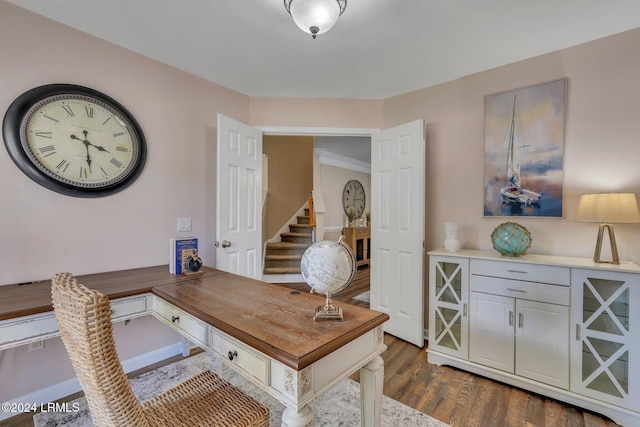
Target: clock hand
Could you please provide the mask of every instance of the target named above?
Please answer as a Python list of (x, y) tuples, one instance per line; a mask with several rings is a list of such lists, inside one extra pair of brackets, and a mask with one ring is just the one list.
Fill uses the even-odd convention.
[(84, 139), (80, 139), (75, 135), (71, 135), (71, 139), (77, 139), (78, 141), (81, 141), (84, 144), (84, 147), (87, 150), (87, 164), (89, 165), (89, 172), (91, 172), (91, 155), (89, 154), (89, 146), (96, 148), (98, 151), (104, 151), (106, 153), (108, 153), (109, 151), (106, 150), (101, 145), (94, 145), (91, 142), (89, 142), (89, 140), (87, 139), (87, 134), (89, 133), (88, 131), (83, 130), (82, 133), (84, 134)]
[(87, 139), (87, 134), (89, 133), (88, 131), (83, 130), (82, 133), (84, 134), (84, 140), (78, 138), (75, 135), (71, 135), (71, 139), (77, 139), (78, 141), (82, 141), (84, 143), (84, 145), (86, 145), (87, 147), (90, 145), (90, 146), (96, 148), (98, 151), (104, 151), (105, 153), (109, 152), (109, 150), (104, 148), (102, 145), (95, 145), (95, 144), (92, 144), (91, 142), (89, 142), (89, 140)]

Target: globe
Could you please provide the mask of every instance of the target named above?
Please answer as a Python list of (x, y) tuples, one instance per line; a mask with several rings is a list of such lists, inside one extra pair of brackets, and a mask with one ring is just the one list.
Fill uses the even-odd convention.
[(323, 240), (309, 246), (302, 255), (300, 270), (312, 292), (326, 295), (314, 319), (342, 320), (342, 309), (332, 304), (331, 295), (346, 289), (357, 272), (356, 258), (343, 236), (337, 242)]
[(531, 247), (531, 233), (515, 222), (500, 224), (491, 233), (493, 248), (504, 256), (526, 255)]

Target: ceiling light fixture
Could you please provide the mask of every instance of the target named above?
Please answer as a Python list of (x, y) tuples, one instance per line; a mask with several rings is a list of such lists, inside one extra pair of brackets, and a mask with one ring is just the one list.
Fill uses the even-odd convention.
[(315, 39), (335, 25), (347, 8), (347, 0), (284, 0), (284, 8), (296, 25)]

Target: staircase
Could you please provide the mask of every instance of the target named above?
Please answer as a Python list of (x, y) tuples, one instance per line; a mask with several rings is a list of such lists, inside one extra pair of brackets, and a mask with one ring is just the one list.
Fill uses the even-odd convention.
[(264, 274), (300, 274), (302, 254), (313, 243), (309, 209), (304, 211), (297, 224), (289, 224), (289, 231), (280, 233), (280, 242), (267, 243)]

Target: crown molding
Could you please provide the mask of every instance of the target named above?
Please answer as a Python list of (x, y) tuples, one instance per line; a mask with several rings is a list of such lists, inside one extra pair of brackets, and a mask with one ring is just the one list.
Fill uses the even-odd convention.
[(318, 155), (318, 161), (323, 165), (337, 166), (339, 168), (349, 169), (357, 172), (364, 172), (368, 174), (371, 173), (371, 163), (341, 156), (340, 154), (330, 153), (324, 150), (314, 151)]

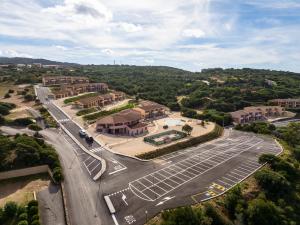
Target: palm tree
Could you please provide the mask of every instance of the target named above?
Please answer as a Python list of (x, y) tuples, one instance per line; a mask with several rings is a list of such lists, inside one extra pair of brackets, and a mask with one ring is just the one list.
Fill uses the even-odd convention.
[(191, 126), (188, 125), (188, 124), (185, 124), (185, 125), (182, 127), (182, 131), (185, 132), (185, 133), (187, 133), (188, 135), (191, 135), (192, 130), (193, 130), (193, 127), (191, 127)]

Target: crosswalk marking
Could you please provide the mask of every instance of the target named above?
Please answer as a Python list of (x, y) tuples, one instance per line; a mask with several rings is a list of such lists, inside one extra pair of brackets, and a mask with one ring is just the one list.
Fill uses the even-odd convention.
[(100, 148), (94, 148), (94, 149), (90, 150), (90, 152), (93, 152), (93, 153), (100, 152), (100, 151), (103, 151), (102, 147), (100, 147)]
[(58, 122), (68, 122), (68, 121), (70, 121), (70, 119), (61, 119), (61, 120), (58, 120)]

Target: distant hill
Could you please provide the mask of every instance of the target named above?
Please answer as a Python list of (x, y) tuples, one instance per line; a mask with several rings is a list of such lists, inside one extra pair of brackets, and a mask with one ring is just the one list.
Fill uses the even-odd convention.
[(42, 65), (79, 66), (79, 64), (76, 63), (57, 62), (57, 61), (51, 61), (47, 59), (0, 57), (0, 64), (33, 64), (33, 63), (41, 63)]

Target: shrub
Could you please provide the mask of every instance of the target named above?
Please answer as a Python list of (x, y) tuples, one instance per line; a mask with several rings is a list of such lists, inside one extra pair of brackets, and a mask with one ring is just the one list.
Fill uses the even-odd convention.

:::

▸ Aim of the task
Return every entry above word for word, leaving pictures out.

▸ Solution to the problem
Target: clock hand
Could you please provide the mask of every instance of the target named above?
Please answer as a Python list of (x, y) tuples, one instance per line; a mask with several rings is a list of such lists, inside one extra pair of brackets, and a mask with one ring is just the one list.
Fill uses the even-odd convention.
[(84, 139), (80, 139), (75, 135), (71, 135), (71, 139), (77, 139), (78, 141), (81, 141), (84, 144), (84, 147), (87, 150), (87, 164), (89, 165), (89, 172), (91, 172), (91, 155), (89, 154), (89, 146), (96, 148), (98, 151), (104, 151), (106, 153), (108, 153), (109, 151), (106, 150), (101, 145), (94, 145), (91, 142), (89, 142), (89, 140), (87, 139), (87, 134), (89, 133), (88, 131), (83, 130), (82, 133), (84, 134)]
[(87, 139), (87, 134), (89, 133), (88, 131), (83, 130), (82, 133), (84, 134), (84, 140), (78, 138), (75, 135), (71, 135), (71, 139), (77, 139), (78, 141), (82, 141), (84, 143), (84, 145), (86, 145), (87, 147), (90, 145), (90, 146), (96, 148), (98, 151), (104, 151), (105, 153), (109, 152), (109, 150), (104, 148), (102, 145), (95, 145), (95, 144), (92, 144), (91, 142), (89, 142), (89, 140)]

Target: globe
Could you please provide the mask of every instance of the target named above?
Please answer as a Python list of (x, y) tuples, one instance per line; a mask with several rings is a list of such lists, inside one extra pair of brackets, and a mask with one ring is just the one list.
Fill uses the even-odd convention.
[(323, 240), (309, 246), (302, 255), (300, 270), (312, 292), (326, 295), (314, 319), (342, 320), (342, 309), (332, 304), (331, 295), (346, 289), (357, 272), (356, 258), (343, 236), (337, 242)]
[(531, 247), (531, 233), (515, 222), (500, 224), (491, 233), (493, 248), (504, 256), (526, 255)]

Target: ceiling light fixture
Could you please provide the mask of every instance of the target named above?
Please answer as a Python list of (x, y) tuples, one instance per line; a mask with several rings is a list of such lists, inside one extra pair of brackets, and a mask with one ring is just the one list.
Fill uses the even-odd convention.
[(315, 39), (335, 25), (347, 8), (347, 0), (284, 0), (284, 8), (296, 25)]

Target: staircase
Could you please provide the mask of every instance of the target named above?
Please answer as a Python list of (x, y) tuples, one instance per line; a mask with several rings is a list of such lists, inside one extra pair of brackets, and a mask with one ring is just the one list.
Fill uses the even-odd convention.
[(264, 274), (300, 274), (302, 254), (313, 243), (309, 209), (304, 211), (297, 224), (289, 224), (289, 231), (280, 233), (280, 242), (267, 243)]

Target: crown molding
Could you please provide the mask of every instance of the target named above?
Please answer as a Python list of (x, y) tuples, one instance per line; a mask with several rings is a list of such lists, inside one extra pair of brackets, and a mask with one ring is just the one list.
Fill uses the even-odd convention.
[(318, 155), (318, 161), (323, 165), (337, 166), (339, 168), (349, 169), (357, 172), (364, 172), (368, 174), (371, 173), (371, 163), (341, 156), (340, 154), (330, 153), (324, 150), (314, 151)]

Target: palm tree
Could you please provide the mask of every instance of the target named above?
Please answer as a Python list of (x, y) tuples, one instance per line; a mask with several rings is a list of such lists, inside one extra pair of brackets, and a mask with one ring is just the one list.
Fill uses the even-odd convention.
[(191, 126), (188, 125), (188, 124), (185, 124), (185, 125), (182, 127), (182, 131), (185, 132), (185, 133), (187, 133), (188, 135), (191, 135), (192, 130), (193, 130), (193, 127), (191, 127)]

Target: crosswalk marking
Could you please provide the mask of every instance of the target named above?
Please answer as a Python list of (x, y) tuples, one instance per line; a mask with several rings is a list of such lists, inside one extra pair of brackets, and a mask with one ring is just the one list.
Fill uses the even-odd convention.
[(100, 148), (94, 148), (94, 149), (90, 150), (90, 152), (93, 152), (93, 153), (100, 152), (100, 151), (103, 151), (102, 147), (100, 147)]
[(58, 122), (68, 122), (68, 121), (70, 121), (70, 119), (61, 119), (61, 120), (58, 120)]

Target: distant hill
Could you please provide the mask of every instance of the target named above?
Please answer as a Python list of (x, y) tuples, one instance per line; a mask with several rings is a list of such lists, inside one extra pair of brackets, and a mask with one ring is just the one list.
Fill uses the even-odd convention.
[(42, 65), (79, 66), (79, 64), (76, 63), (57, 62), (57, 61), (51, 61), (47, 59), (0, 57), (0, 64), (33, 64), (33, 63), (41, 63)]

Target: shrub
Could you please provide the mask of every instance of the target named above?
Please answer as a Python list of (x, y) tuples, one instance per line; a mask with several rings is a list of such lists, inside one extra pair of brackets, and a mask with one ring is just the one list.
Fill uses the even-odd convention.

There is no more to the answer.